» Exercise set
A – Decide whether each statement below agrees with the racing column. Answer yes or no for each, and quote the words of the column that decide it: (i) Donnelly won five of the ten races he ran at The Ridge this year; (ii) Sunday's snowmobile drags at Devil's Bowl Speedway were postponed to next Friday; (iii) Donnelly won the SCoNE championship as a rookie.
B – List every person named with a full name in the racing column below.
C – Rewrite the part of the racing column that opens with the words containing "It was a great" and closes with "quotable drivers there.", swapping "Bear Ridge" for "Canaan Dirt Speedway".

» Excerpted text
It was a great show all year at “The Home of the Coupes” — and not a single race was rained out!


Speaking of Bear Ridge, just because Chris Donnelly isn’t around as much anymore doesn’t mean he’s not one of the most quotable drivers there.

Between the Sprint Cars of New England and the Sportsman Modifieds, multi-time champion Donnelly ran ten races at The Ridge this year, winning five of them. He also won the SCoNE championship as a rookie.

This is the exchange between Donnelly and VMM after he won the Modified finale last Saturday:

VMM: “What’s been the secret for you this year? You’re winning everything.”

Donnelly: “I don’t know, I won a lot last year, too. We’re getting better with age, I guess. Eventually all this gray hair is gonna get to me and I’ll be Richard Petty.”

Outstanding stuff.


Thanks to all this rain, Canaan Dirt Speedway’s Dick Therrien has confirmed that Friday’s $1,000-to-win Sportsman Modified race and Bear Ridge Coupe event have been postponed to next Friday, October 8, at 6:30pm.

Also, Sunday’s snowmobile drags at Devil’s Bowl Speedway have been cancelled ahead of time due to wet grounds.

In other news, we cannot confirm that there will be a three-segment fishing tournament in the Thunder Road infield. Folks have already started calling this weekend the “Fish Bowl”.


You know what’s not cool? Fans literally pulling a driver out of his car in victory lane and beating the crap out of him. It happened to Jonathan Urlin in the ACT Castrol Series Edge finale at Autodrome St-Eustache last weekend after Urlin and Patrick Laperle wrecked while racing for the win.

I won’t spend any more time on this, but you can read ACT’s version of what happened here: ACT Announces Penalties Following St-Eustache 300.

» Data shown
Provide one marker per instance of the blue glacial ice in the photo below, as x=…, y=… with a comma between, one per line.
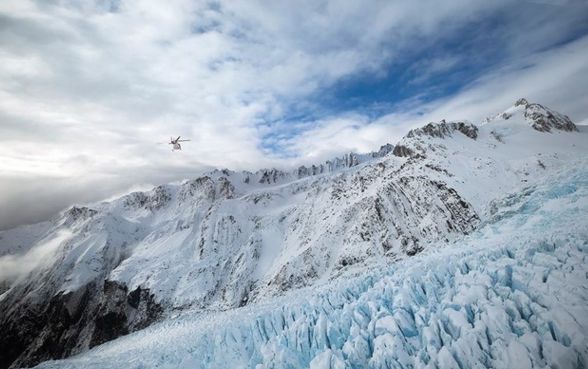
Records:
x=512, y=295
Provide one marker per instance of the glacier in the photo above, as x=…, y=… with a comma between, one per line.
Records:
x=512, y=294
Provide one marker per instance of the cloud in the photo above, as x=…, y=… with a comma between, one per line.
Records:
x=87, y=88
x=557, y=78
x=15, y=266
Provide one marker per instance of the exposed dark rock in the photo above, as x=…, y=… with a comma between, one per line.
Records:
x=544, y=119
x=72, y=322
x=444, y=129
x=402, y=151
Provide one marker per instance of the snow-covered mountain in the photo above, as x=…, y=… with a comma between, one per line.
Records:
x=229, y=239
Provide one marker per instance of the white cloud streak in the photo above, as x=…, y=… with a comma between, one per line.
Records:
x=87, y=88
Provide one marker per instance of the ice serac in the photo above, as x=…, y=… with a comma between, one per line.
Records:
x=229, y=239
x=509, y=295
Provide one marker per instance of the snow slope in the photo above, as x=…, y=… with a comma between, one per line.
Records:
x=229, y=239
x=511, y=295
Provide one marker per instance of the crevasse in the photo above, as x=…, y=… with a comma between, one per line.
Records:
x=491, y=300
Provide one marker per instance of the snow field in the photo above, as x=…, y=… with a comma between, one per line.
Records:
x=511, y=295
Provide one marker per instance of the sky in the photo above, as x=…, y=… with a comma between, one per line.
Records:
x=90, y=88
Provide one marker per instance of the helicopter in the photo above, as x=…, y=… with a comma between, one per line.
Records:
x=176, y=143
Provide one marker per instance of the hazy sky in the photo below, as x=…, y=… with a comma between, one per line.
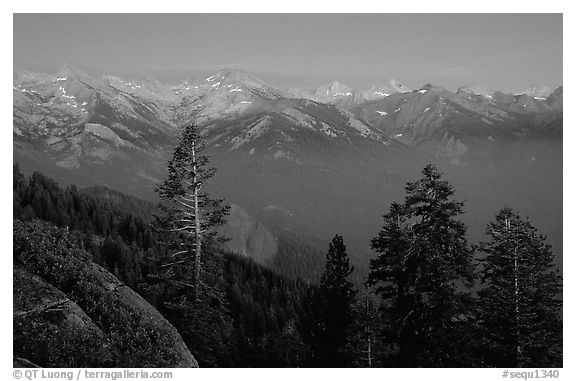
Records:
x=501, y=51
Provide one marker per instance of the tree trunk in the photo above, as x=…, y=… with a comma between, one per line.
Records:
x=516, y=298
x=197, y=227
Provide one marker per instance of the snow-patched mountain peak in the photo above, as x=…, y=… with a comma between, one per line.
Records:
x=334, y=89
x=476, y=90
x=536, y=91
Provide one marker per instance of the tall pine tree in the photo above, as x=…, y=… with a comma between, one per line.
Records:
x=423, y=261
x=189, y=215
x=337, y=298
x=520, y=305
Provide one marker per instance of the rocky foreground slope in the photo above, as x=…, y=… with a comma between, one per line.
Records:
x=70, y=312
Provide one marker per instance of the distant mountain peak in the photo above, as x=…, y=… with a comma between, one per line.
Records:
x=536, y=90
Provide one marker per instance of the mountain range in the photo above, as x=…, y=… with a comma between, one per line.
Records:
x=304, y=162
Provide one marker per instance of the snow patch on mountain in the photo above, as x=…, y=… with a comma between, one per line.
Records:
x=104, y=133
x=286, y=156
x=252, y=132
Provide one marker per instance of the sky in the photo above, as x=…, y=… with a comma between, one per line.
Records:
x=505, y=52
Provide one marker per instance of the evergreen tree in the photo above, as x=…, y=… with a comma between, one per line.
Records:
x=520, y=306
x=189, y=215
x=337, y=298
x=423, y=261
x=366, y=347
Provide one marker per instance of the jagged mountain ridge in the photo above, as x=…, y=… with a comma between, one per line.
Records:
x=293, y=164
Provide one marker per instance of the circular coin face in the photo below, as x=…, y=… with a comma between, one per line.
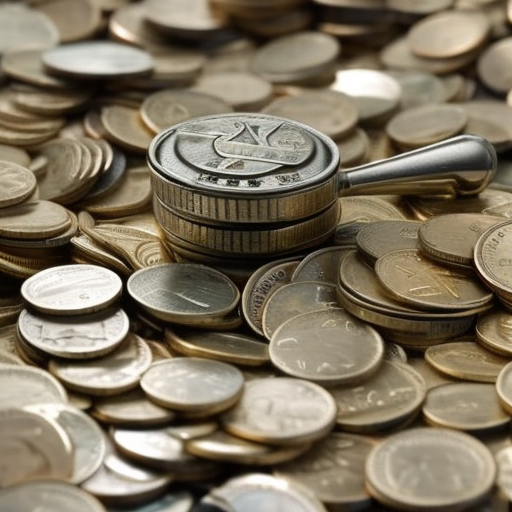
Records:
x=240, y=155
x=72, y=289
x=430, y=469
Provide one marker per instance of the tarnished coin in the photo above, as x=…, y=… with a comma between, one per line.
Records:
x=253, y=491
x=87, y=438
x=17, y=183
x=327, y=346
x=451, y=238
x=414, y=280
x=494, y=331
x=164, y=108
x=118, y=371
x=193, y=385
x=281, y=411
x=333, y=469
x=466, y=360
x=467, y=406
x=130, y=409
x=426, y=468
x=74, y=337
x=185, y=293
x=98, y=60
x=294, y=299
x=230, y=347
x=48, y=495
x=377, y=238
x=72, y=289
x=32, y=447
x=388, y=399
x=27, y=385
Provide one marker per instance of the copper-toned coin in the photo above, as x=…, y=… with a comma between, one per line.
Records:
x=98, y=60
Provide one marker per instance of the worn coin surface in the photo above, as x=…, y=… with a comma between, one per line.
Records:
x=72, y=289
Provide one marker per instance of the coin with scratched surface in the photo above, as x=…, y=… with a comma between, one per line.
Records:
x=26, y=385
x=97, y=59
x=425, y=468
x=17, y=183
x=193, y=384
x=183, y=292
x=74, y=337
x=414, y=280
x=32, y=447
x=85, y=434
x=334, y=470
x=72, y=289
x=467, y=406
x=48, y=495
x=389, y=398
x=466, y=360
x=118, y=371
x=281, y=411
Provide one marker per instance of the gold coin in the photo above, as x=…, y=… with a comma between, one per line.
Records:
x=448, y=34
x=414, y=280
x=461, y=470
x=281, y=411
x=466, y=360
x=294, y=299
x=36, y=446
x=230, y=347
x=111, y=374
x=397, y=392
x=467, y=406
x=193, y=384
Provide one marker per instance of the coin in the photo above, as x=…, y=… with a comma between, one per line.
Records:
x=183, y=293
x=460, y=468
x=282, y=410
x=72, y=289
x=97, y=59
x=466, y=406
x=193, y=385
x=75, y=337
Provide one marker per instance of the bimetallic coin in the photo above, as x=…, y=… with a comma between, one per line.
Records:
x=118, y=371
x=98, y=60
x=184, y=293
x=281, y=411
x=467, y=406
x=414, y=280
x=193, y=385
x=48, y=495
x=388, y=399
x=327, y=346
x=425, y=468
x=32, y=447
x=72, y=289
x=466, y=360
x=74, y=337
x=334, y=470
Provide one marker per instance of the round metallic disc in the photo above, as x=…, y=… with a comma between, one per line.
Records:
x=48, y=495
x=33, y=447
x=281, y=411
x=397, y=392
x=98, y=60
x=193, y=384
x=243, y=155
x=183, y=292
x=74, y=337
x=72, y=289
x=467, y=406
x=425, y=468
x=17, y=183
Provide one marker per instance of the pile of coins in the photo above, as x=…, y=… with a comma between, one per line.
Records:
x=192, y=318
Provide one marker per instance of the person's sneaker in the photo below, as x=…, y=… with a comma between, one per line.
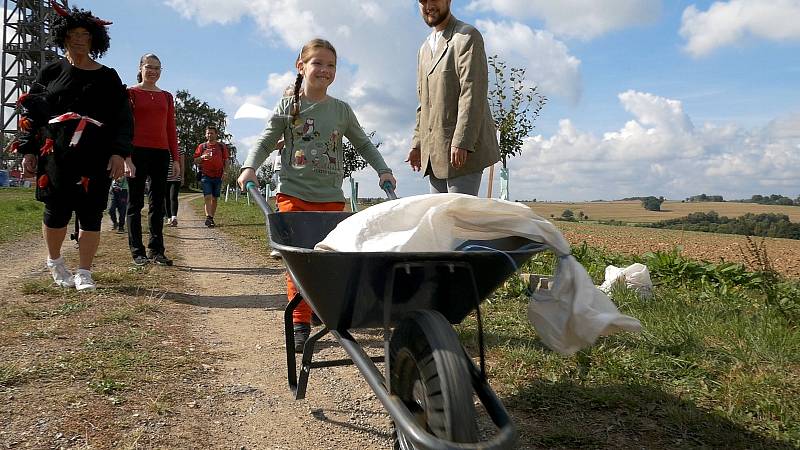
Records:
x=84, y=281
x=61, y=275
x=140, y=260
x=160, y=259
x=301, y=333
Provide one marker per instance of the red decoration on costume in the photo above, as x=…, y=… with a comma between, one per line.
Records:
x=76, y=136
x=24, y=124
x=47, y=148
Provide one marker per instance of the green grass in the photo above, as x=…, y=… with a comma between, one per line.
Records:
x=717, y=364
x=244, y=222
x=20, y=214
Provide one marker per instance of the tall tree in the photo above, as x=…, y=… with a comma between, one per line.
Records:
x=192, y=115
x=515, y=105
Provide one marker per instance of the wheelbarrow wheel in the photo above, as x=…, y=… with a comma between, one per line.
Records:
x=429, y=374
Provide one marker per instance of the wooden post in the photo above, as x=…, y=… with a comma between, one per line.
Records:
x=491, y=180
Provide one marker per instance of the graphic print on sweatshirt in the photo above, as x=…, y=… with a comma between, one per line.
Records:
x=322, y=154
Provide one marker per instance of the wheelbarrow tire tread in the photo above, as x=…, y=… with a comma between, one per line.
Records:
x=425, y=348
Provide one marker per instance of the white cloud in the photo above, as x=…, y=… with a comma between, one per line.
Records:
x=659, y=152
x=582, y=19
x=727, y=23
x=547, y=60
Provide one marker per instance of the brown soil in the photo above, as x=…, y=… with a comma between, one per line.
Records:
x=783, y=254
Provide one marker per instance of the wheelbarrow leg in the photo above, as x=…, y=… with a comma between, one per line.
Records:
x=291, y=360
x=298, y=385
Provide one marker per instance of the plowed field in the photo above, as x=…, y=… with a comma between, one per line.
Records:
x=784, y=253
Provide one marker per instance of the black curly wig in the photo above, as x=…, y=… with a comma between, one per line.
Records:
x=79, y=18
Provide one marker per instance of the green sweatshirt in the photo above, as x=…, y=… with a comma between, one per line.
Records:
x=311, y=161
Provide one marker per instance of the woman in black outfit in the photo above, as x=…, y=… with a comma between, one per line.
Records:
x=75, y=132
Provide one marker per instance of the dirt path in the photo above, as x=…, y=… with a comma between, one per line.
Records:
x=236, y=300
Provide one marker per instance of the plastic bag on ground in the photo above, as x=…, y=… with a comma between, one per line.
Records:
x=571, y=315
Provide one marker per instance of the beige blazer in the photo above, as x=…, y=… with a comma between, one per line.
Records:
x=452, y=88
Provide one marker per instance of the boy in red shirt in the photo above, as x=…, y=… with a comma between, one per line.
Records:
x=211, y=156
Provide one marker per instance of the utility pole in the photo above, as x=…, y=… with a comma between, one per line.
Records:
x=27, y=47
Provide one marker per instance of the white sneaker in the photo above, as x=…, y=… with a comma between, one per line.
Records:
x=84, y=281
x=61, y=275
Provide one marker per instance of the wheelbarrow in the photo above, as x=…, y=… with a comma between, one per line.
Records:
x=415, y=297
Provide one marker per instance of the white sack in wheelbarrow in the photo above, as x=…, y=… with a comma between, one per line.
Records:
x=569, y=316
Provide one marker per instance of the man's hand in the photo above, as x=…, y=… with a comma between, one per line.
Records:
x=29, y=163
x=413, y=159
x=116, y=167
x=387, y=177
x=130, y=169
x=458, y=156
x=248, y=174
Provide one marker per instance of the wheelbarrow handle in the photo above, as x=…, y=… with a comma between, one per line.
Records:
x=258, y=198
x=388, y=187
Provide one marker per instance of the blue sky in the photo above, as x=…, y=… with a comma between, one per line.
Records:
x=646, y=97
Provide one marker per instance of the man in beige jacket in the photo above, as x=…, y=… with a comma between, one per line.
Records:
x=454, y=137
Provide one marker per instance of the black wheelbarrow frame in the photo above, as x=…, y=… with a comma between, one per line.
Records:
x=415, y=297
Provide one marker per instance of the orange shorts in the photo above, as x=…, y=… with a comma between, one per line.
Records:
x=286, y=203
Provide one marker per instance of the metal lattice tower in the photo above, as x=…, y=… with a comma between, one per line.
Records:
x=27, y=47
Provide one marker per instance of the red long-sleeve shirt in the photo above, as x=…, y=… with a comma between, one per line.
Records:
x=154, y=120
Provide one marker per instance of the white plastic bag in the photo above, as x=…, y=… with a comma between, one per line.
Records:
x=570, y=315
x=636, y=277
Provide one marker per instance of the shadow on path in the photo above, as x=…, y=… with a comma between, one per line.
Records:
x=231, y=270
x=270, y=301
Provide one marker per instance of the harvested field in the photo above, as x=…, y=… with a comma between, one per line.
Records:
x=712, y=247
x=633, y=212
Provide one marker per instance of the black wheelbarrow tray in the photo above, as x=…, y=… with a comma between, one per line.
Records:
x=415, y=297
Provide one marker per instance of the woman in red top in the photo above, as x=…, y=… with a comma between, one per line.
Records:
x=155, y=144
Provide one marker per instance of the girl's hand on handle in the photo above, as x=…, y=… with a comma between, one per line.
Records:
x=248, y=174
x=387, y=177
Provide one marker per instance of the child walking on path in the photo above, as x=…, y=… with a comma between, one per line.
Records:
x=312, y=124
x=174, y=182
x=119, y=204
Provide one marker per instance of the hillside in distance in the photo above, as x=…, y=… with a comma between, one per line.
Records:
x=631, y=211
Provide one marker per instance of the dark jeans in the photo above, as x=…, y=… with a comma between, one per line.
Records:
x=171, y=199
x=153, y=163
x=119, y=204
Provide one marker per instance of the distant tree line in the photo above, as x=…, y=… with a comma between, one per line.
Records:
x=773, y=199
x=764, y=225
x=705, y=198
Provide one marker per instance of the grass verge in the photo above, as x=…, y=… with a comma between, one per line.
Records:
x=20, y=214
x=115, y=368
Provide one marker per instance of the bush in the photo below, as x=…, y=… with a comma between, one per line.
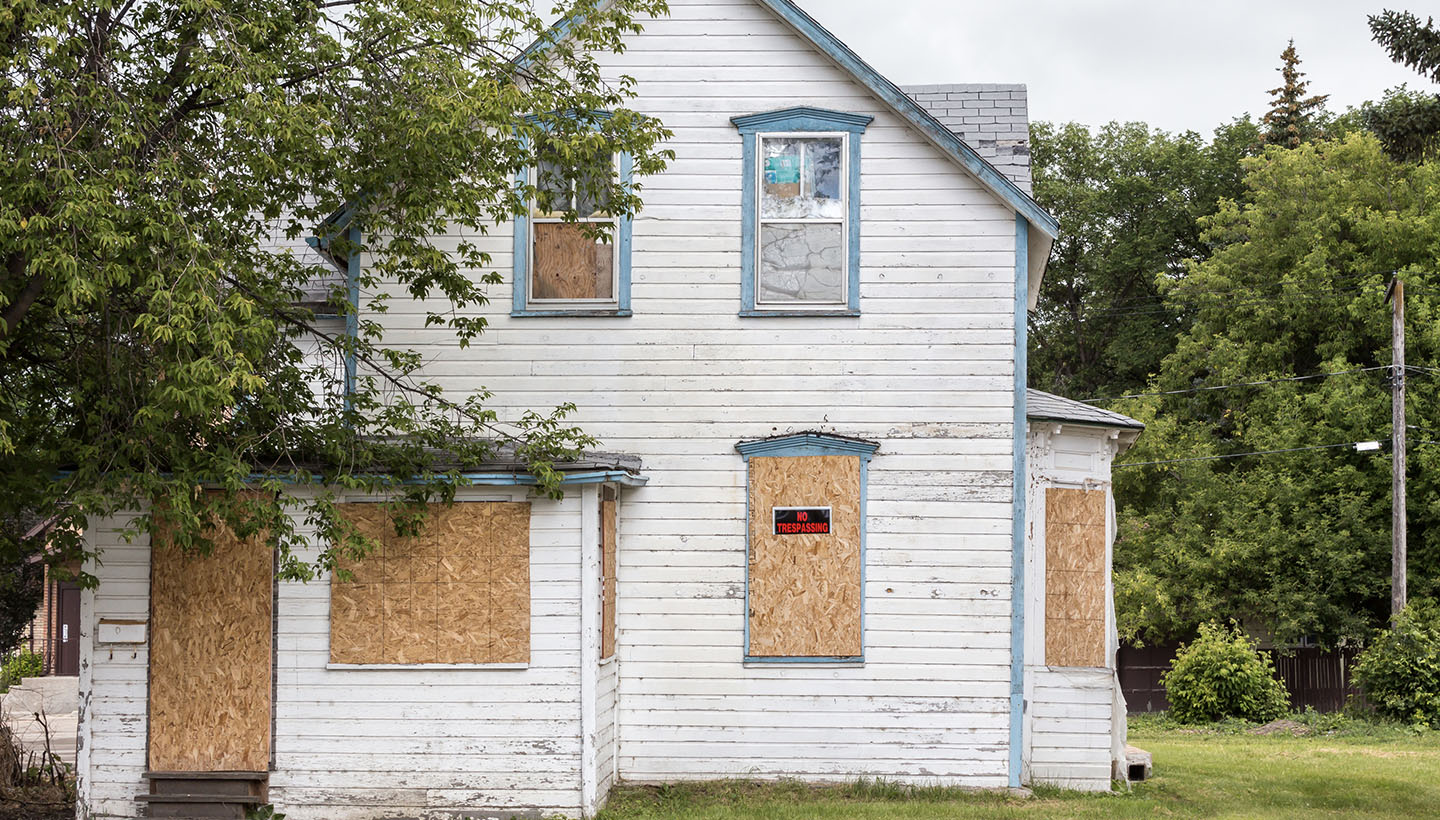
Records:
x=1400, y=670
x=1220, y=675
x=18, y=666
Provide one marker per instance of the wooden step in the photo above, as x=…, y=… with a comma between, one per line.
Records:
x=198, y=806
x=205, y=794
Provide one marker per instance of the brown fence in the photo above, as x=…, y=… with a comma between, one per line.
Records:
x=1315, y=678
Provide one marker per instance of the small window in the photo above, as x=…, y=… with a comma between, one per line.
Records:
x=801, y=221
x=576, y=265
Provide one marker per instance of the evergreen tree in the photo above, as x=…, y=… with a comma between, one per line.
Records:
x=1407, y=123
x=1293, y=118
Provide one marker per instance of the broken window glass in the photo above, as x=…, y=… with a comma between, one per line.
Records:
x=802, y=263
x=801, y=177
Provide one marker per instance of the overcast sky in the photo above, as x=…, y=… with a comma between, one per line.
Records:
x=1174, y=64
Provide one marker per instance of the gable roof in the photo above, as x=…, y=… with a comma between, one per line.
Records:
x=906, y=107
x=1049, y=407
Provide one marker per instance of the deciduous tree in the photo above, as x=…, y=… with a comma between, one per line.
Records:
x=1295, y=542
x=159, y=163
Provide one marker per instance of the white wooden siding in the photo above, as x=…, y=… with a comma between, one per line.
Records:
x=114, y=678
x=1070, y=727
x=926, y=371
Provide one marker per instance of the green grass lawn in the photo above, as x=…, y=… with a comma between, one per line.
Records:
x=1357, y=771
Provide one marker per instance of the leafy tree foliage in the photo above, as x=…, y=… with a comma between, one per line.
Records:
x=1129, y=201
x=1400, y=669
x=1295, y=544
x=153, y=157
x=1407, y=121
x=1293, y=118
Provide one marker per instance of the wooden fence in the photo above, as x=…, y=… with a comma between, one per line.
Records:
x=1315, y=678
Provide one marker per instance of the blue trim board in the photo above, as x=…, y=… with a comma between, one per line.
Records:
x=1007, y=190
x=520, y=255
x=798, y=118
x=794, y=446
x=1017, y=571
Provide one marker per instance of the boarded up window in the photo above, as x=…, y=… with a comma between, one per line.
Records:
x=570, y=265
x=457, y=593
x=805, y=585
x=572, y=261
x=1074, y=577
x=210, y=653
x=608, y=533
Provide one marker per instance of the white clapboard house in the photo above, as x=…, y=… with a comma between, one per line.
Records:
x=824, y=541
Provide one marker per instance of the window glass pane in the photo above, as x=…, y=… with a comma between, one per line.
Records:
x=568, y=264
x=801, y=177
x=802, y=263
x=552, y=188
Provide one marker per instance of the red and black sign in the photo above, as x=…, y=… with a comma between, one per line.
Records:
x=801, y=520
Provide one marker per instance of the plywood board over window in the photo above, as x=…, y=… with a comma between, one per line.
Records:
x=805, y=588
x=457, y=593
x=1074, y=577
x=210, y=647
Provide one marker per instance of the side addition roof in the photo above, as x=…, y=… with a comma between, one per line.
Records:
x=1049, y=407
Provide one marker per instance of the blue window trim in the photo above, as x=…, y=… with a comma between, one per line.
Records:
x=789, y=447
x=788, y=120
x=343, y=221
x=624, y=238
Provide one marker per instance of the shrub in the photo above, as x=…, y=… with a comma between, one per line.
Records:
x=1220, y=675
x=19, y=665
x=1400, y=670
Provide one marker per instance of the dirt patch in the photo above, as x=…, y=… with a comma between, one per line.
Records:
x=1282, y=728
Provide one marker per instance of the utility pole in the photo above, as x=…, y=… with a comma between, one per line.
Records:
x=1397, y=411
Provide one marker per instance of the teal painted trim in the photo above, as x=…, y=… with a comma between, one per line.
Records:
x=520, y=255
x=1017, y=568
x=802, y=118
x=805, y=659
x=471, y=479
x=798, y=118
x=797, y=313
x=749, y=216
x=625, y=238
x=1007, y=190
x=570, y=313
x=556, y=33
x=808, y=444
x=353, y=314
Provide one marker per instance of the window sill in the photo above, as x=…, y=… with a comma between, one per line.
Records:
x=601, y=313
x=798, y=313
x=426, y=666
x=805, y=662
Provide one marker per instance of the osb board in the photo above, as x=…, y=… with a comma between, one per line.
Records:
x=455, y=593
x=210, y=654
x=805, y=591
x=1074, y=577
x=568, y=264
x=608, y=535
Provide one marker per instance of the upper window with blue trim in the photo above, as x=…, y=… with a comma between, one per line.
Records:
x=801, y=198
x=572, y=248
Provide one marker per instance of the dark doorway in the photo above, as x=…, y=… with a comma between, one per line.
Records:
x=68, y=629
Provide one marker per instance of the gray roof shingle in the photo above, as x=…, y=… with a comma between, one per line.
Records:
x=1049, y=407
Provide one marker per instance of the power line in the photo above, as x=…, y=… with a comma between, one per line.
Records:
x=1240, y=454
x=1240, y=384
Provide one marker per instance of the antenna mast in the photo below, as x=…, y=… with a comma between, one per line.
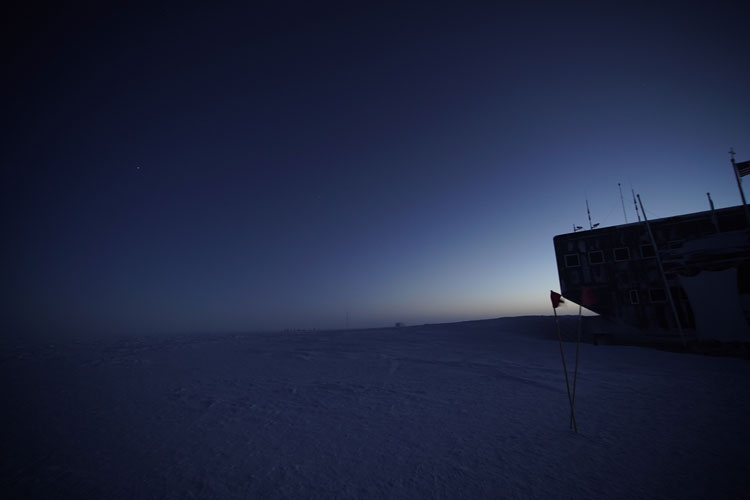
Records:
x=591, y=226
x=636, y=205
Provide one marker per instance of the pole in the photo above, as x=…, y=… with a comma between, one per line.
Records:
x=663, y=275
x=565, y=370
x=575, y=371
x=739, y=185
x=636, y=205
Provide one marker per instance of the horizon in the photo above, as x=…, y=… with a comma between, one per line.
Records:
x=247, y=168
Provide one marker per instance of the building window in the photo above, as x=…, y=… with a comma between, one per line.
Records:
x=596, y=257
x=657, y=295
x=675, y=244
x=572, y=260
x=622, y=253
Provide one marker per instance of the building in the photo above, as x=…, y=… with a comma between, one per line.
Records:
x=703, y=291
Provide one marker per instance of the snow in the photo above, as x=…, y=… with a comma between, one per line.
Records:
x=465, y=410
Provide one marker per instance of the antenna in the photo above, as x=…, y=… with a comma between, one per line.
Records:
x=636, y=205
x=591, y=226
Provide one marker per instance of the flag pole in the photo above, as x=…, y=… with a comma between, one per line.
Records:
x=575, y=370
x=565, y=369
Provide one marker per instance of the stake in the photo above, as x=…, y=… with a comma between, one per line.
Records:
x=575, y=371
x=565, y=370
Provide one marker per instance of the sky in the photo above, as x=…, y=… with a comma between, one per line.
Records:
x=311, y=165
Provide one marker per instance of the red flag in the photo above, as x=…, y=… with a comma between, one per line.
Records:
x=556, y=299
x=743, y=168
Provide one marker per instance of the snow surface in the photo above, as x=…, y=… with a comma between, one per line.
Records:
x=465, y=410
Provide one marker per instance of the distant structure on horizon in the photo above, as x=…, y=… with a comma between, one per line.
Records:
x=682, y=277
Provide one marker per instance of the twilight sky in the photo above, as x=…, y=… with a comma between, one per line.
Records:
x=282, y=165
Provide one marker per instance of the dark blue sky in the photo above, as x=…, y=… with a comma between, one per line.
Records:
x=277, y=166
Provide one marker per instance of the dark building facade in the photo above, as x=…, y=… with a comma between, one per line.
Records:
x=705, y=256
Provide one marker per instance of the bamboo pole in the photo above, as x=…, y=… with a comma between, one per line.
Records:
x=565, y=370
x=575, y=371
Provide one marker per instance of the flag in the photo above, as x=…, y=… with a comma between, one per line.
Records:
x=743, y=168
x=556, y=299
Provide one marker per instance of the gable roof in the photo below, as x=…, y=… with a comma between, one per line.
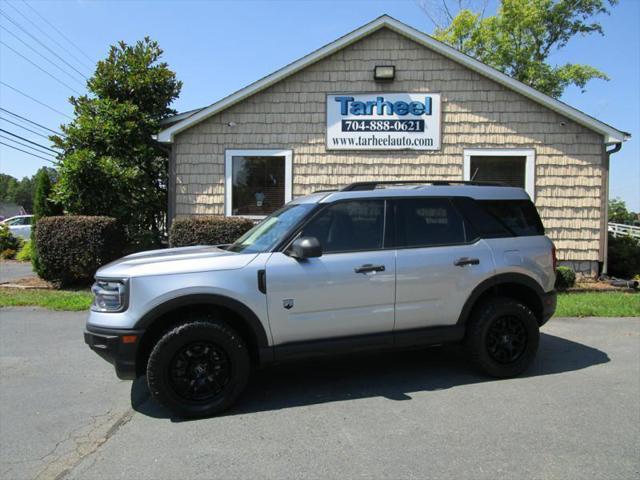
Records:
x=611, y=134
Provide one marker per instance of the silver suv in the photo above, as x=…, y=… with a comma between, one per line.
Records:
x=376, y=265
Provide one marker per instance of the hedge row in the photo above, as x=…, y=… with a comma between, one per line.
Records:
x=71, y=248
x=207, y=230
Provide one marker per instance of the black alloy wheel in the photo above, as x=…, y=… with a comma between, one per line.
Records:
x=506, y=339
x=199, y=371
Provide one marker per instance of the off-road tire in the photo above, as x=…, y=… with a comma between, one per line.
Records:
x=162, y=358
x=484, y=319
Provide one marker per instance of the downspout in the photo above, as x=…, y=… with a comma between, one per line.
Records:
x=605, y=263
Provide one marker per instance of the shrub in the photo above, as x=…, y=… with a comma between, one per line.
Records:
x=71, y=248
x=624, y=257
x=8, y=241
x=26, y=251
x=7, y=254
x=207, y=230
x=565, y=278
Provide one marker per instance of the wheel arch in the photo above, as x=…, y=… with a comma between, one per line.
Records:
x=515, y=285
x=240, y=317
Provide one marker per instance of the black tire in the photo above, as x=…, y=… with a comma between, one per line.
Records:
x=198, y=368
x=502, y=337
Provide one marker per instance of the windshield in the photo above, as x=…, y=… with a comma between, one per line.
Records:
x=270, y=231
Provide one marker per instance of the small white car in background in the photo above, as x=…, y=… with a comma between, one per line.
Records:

» Solutions to each task
A –
(i) Yes: "ran ten races at The Ridge this year, winning five of them."
(ii) No: "have been cancelled ahead of time due to wet grounds."
(iii) Yes: "He also won the SCoNE championship as a rookie."

B – Chris Donnelly, Richard Petty, Dick Therrien, Jonathan Urlin, Patrick Laperle

C –
It was a great show all year at “The Home of the Coupes” — and not a single race was rained out!


Speaking of Canaan Dirt Speedway, just because Chris Donnelly isn’t around as much anymore doesn’t mean he’s not one of the most quotable drivers there.